* CONSIGNE ÉCRITE A
Répondez à ces questions d'après le texte sur le refroidissement des datacenters :
(i) Que génère le traitement de volumes de données colossaux ?
(ii) Quels trois types d'enjeux le refroidissement représente-t-il, au-delà de la performance technique ?
(iii) Outre la disponibilité des services, que garantit un contrôle rigoureux de la température ?
* CONSIGNE ÉCRITE B
Recopiez le passage du texte sur le refroidissement des datacenters qui commence à « Assurer un refroidissement efficace pour » et se termine à « stratégique de compétitivité. ».

* TEXTE SOURCE
....
Refroidir son datacenter

Assurer un refroidissement efficace pour son datacenter n’est pas seulement une question de performance technique : c’est un enjeu financier, réglementaire et environnemental majeur.

Les datacenters sont les centres névralgiques de l’économie numérique. Ils hébergent et traitent des volumes de données colossaux, ce qui génère une chaleur considérable qu’il est impératif de maîtriser. Assurer un refroidissement efficace n’est pas seulement une question de performance technique : c’est un enjeu financier, réglementaire et environnemental majeur.

Un contrôle rigoureux de la température garantit non seulement la disponibilité des services, mais aussi la pérennité des investissements matériels. Dans un contexte de transition énergétique et de pression croissante sur les coûts opérationnels, le refroidissement s’impose comme un levier stratégique de compétitivité.
....
(Entrées d'un jeu de données d'annotation)
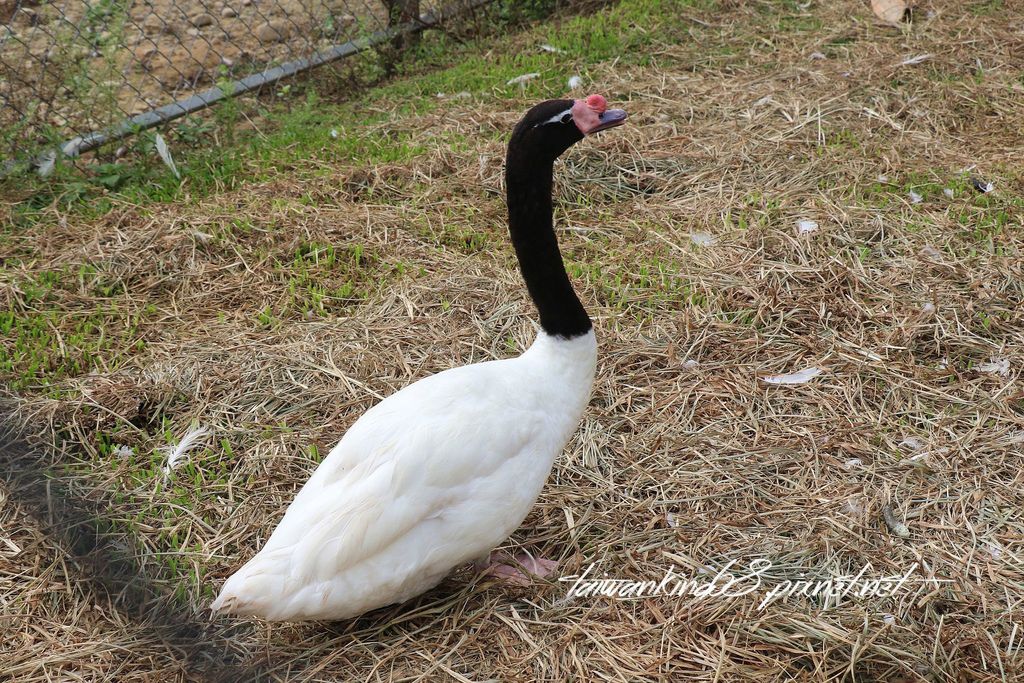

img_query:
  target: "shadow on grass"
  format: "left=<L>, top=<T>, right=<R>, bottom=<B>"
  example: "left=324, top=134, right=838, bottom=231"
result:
left=0, top=417, right=273, bottom=683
....
* RÉSULTAT A
(i) Une chaleur considérable.
(ii) Des enjeux financiers, réglementaires et environnementaux.
(iii) La pérennité des investissements matériels.

* RÉSULTAT B
Assurer un refroidissement efficace pour son datacenter n’est pas seulement une question de performance technique : c’est un enjeu financier, réglementaire et environnemental majeur.

Les datacenters sont les centres névralgiques de l’économie numérique. Ils hébergent et traitent des volumes de données colossaux, ce qui génère une chaleur considérable qu’il est impératif de maîtriser. Assurer un refroidissement efficace n’est pas seulement une question de performance technique : c’est un enjeu financier, réglementaire et environnemental majeur.

Un contrôle rigoureux de la température garantit non seulement la disponibilité des services, mais aussi la pérennité des investissements matériels. Dans un contexte de transition énergétique et de pression croissante sur les coûts opérationnels, le refroidissement s’impose comme un levier stratégique de compétitivité.